WHAT YOU HAVE TO DO>
Quote the data verbatim, from the line containing "The component shall return one point per instance of the apple" through the final line of the data, including both ends.

---- RECORDS FOR THIS TASK

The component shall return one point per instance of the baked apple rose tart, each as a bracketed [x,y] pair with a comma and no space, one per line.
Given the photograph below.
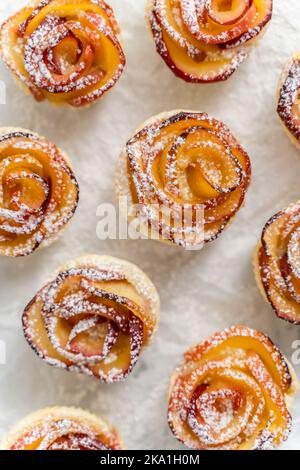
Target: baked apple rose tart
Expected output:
[205,41]
[277,263]
[289,99]
[232,392]
[188,176]
[65,51]
[38,191]
[95,316]
[62,428]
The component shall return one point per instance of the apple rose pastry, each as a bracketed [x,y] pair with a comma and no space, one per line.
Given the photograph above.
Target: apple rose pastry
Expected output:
[289,99]
[232,392]
[95,316]
[186,174]
[206,41]
[38,191]
[62,428]
[66,51]
[277,263]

--------

SOLUTION FOR THIS PROBLEM>
The component shall return one point per instance of the apple rose pastry, each as a bracketed [x,y] pair with a comma and no space, one per line.
Given the photograph above.
Target: apple rose pastry
Expected output:
[289,99]
[232,392]
[95,316]
[186,174]
[206,41]
[38,191]
[62,428]
[66,51]
[277,263]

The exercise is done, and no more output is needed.